> **ACTIVITY**:
Print every entry exactly as it appears, but skip the pictures.

> **AVAILABLE DATA**:
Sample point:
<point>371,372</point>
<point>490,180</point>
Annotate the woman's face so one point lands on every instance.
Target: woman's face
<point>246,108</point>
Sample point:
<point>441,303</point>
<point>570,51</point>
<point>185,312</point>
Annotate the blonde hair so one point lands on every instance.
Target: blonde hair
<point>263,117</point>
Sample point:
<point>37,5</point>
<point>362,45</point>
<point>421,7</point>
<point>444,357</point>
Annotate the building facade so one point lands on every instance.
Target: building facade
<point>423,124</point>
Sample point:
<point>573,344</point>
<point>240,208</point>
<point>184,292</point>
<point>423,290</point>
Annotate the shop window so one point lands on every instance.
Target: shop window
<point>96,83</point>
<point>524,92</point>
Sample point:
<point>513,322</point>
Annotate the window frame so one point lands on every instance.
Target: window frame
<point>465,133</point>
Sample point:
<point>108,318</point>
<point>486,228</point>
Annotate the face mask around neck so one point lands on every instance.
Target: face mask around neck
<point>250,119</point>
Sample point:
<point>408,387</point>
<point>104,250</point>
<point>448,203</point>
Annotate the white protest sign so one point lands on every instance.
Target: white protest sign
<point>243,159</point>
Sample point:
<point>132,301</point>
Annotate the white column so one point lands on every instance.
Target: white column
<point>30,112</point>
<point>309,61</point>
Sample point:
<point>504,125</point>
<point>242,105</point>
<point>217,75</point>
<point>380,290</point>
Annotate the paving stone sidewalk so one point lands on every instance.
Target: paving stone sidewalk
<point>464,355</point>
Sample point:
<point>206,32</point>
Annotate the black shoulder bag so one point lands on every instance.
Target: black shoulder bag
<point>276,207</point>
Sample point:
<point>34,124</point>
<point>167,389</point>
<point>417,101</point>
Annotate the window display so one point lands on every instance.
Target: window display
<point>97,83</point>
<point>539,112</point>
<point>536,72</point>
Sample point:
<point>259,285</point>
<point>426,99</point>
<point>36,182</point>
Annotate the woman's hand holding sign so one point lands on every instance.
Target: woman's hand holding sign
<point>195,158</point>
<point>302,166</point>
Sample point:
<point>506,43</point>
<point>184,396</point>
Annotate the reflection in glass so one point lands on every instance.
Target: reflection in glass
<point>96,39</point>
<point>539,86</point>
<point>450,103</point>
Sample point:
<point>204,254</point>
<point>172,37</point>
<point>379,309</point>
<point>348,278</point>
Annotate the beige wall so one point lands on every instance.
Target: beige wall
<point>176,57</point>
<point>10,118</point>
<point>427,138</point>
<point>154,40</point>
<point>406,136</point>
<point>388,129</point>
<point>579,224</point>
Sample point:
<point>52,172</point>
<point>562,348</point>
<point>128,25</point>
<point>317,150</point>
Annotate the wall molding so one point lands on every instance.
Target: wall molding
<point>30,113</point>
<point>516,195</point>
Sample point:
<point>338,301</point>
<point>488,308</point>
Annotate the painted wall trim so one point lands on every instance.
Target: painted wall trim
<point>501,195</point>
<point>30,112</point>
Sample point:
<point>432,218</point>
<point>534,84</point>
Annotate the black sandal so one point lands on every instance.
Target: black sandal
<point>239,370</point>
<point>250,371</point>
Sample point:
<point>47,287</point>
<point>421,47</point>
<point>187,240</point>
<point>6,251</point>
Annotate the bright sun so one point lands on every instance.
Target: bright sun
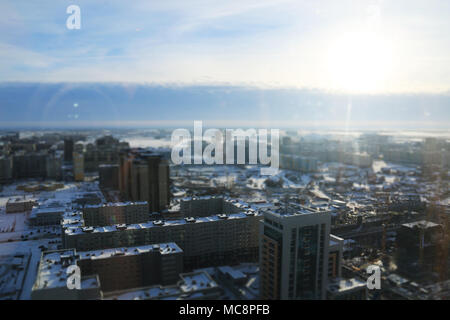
<point>359,62</point>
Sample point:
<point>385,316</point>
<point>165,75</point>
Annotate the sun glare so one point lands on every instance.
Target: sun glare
<point>359,62</point>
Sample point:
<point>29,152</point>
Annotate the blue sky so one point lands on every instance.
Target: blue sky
<point>367,63</point>
<point>351,46</point>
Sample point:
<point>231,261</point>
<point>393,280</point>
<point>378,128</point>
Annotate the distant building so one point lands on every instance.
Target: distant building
<point>294,254</point>
<point>109,176</point>
<point>115,213</point>
<point>106,270</point>
<point>298,163</point>
<point>206,241</point>
<point>197,285</point>
<point>29,165</point>
<point>420,249</point>
<point>144,176</point>
<point>78,166</point>
<point>335,257</point>
<point>54,166</point>
<point>46,216</point>
<point>68,150</point>
<point>206,206</point>
<point>6,170</point>
<point>347,289</point>
<point>18,204</point>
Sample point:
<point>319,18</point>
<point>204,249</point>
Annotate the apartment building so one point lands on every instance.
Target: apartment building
<point>294,252</point>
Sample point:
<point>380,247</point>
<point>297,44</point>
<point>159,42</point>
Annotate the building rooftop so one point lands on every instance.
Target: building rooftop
<point>339,285</point>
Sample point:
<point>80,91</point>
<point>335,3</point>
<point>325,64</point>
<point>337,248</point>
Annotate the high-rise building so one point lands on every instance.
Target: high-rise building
<point>214,240</point>
<point>294,254</point>
<point>68,150</point>
<point>144,176</point>
<point>109,176</point>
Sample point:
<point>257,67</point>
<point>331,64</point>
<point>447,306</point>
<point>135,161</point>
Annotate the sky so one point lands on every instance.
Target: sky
<point>313,61</point>
<point>352,46</point>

> **SOLUTION FOR THIS TASK**:
Sample point:
<point>371,372</point>
<point>490,180</point>
Annotate the woman's face so one point lands on every instance.
Target: woman's face
<point>246,108</point>
Sample point:
<point>441,303</point>
<point>570,51</point>
<point>185,312</point>
Annotate the blonde hair so one point lands on every instance.
Target: blonde hair
<point>263,117</point>
Sample point:
<point>37,5</point>
<point>362,45</point>
<point>421,7</point>
<point>444,357</point>
Annotate the building facade so one point lands on every instance.
Target: building facade
<point>423,124</point>
Sample point:
<point>573,344</point>
<point>240,208</point>
<point>184,292</point>
<point>423,290</point>
Annotate the shop window so one point lands on every instance.
Target: shop window
<point>96,83</point>
<point>524,92</point>
Sample point:
<point>513,322</point>
Annotate the window frame so one point lands on every instance.
Target: window frame
<point>465,133</point>
Sample point:
<point>108,318</point>
<point>486,228</point>
Annotate the face mask around neck so one point lands on every instance.
Target: face mask around neck
<point>250,119</point>
Sample point:
<point>408,387</point>
<point>104,250</point>
<point>448,203</point>
Annotate the white protest sign so one point lands on every instance.
Target: white protest sign
<point>243,159</point>
Sample point:
<point>132,301</point>
Annotate the white column so one point lands on every instance.
Target: white column
<point>30,112</point>
<point>309,61</point>
Sample point:
<point>504,125</point>
<point>242,105</point>
<point>217,75</point>
<point>380,290</point>
Annotate the paving stone sidewalk so one point lands on every instance.
Target: paving stone sidewalk
<point>464,355</point>
Sample point:
<point>206,32</point>
Annotate the black shoulder bag so one point lands on every instance.
Target: black shoulder bag
<point>276,207</point>
Sample point:
<point>34,124</point>
<point>167,389</point>
<point>417,101</point>
Annotate the window display so one point lands on every instance.
Target: window display
<point>97,83</point>
<point>539,112</point>
<point>536,72</point>
Sample point:
<point>259,285</point>
<point>426,99</point>
<point>36,182</point>
Annotate the woman's hand holding sign so one point lands on every instance.
Target: woman's hand holding sign
<point>195,158</point>
<point>302,166</point>
Sample point:
<point>506,43</point>
<point>184,396</point>
Annotate the reflection in glass so one point lands on every instance.
Target: reflection in glass
<point>96,39</point>
<point>539,86</point>
<point>450,103</point>
Sample point:
<point>204,254</point>
<point>172,37</point>
<point>379,309</point>
<point>348,278</point>
Annotate the beige wall so one point lands on every instance.
Target: beige wall
<point>176,57</point>
<point>10,118</point>
<point>427,138</point>
<point>154,40</point>
<point>406,136</point>
<point>388,129</point>
<point>579,224</point>
Sample point:
<point>52,172</point>
<point>562,348</point>
<point>128,25</point>
<point>317,150</point>
Annotate the wall molding so one point lands on every instance.
Target: wall molding
<point>30,113</point>
<point>516,195</point>
Sample point:
<point>338,301</point>
<point>488,308</point>
Annotate the painted wall trim so one point lands on every instance.
Target: painted wall trim
<point>501,195</point>
<point>30,112</point>
Sample point:
<point>432,218</point>
<point>534,84</point>
Annotate the black sandal so one point lands on every instance.
Target: black sandal
<point>239,370</point>
<point>250,371</point>
Sample point:
<point>47,287</point>
<point>421,47</point>
<point>187,240</point>
<point>6,251</point>
Annotate the bright sun so one point lands on every instance.
Target: bright sun
<point>359,62</point>
Sample point:
<point>385,316</point>
<point>165,75</point>
Annotate the sun glare so one point lands on every instance.
Target: sun glare
<point>359,62</point>
Sample point:
<point>29,152</point>
Annotate the blue sky so one point lands on every instance.
Target: blue sky
<point>367,63</point>
<point>351,46</point>
Sample point:
<point>231,261</point>
<point>393,280</point>
<point>378,128</point>
Annotate the distant building so one point lands on every instance.
Target: distant building
<point>294,254</point>
<point>109,176</point>
<point>115,213</point>
<point>106,270</point>
<point>298,163</point>
<point>206,241</point>
<point>197,285</point>
<point>29,165</point>
<point>420,249</point>
<point>144,176</point>
<point>78,166</point>
<point>335,257</point>
<point>54,166</point>
<point>46,216</point>
<point>68,150</point>
<point>206,206</point>
<point>6,170</point>
<point>347,289</point>
<point>18,204</point>
Sample point:
<point>319,18</point>
<point>204,249</point>
Annotate the apartment building so one point lands on every instance.
Target: apartment building
<point>294,252</point>
Sample point:
<point>380,247</point>
<point>297,44</point>
<point>159,42</point>
Annotate the building rooftop so one point lands on every instance.
Target: building rooftop
<point>339,285</point>
Sample point:
<point>80,91</point>
<point>335,3</point>
<point>325,64</point>
<point>337,248</point>
Annotate the high-rise building so one point lands on every instance.
Target: high-rise building
<point>214,240</point>
<point>294,254</point>
<point>68,150</point>
<point>144,176</point>
<point>109,176</point>
Sample point:
<point>257,67</point>
<point>331,64</point>
<point>447,306</point>
<point>135,161</point>
Annotate the sky so one point lands on every instance.
Target: sky
<point>313,61</point>
<point>352,46</point>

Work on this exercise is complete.